** SOURCE TEXT follows **
Re: virus: Lets not beat around the meat.

From: Loki100l00@aol.com
Date: Tue Feb 26 2002 - 00:20:53 MST


>snip<

[Kalkor]
I raised mice for several years as a child, played around with an extensive
gene pool that I acquired from many shops around the region, had a
twice-weekly breeding schedule, sold the babies down the river for pets and
reptile food, somewhere between 8 and 20 per week. At any moment I usually
had 8 females pregnant and 8 with a litter(two bred per week, gestation 4
weeks, birth to weaning 4 weeks), plus a "harem" of 10-15 males, and dozens
of females that were not of age or fallow or it wasn't their time according
to my genetics charts.

MICE ARE CANNIBALS
The female gets put in the male's cage to breed, and removed as soon as she
gets preggers. Why? If you put the male in the female's cage she WILL kill
and eat him. If you leave a male in with a female who has babies, he will
eat the babies, and she will fight with him and usually prevail.
** End of SOURCE TEXT **
** DATA EXCERPTS follows **
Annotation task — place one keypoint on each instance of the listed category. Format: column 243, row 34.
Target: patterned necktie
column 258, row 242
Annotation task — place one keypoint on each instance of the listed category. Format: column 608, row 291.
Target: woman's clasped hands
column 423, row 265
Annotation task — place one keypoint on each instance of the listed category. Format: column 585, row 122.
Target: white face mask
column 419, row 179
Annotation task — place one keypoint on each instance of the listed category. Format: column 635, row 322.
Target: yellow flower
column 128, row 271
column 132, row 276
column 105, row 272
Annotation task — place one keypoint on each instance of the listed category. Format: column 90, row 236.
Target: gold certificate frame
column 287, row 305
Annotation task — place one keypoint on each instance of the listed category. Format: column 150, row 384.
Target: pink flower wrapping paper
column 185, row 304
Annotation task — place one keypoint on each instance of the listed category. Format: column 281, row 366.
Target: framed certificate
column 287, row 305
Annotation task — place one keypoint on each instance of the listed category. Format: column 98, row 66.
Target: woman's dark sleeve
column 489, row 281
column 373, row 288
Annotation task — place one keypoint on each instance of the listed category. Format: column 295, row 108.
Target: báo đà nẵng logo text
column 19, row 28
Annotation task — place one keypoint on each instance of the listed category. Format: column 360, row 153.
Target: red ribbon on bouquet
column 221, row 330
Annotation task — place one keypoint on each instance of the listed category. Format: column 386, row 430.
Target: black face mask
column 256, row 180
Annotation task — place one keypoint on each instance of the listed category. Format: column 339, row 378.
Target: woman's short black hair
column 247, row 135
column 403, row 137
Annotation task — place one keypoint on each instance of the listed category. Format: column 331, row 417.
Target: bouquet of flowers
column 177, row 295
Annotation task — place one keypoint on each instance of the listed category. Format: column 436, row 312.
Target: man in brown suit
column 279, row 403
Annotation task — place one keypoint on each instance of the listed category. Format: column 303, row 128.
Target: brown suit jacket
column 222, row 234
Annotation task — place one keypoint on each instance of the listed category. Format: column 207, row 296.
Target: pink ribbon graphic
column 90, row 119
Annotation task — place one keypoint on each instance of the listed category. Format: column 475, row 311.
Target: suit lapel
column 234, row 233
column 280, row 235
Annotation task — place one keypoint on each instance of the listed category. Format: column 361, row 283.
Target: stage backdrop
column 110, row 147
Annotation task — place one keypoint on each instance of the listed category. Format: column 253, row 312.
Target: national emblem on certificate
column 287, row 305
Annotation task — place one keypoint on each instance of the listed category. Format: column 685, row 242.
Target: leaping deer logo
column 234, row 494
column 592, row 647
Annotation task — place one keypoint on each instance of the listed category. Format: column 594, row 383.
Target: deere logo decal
** End of DATA EXCERPTS **
TASK SET:
1) Could you revise the mouse-breeding post, starting with "MICE ARE CANNIBALS" and going on through "and usually prevail.", with "babies" changed to "pups"?
2) What groups of mice does the mouse-breeding post say the writer usually had at any moment?
3) Can you continue the post about breeding mice from where it stops?

ANSWERS PER TASK:
1)
MICE ARE CANNIBALS
The female gets put in the male's cage to breed, and removed as soon as she
gets preggers. Why? If you put the male in the female's cage she WILL kill
and eat him. If you leave a male in with a female who has pups, he will
eat the pups, and she will fight with him and usually prevail.

2)
- 8 pregnant females
- 8 females with a litter
- a "harem" of 10-15 males
- dozens of females that were not of age, were fallow, or whose time had not come according to the genetics charts

3)
In the first couple weeks of their lives, the babies will be eaten by the
mother if she is startled in any way. I'm not certain why she does this, but
I suspect it's "I can always have another litter, and I don't want to waste
the energy I have put into this one by allowing something else to eat them,
and I sense danger, and I can either protect myself or my babies. Look out
for numero uno!"
[/Kalkor]

>snip<

This makes more sense for rodents with very short generation times and
lifespans. It would interest me to see a real study about the rates of
cannibalism in various species. I would suspect that it probably occurs more
frequently in shorter lived animals, and less so in longer lived ones. If
reproduction always lies just around the corner, eating a few of your own
kind to get there would make some evolutionary sense.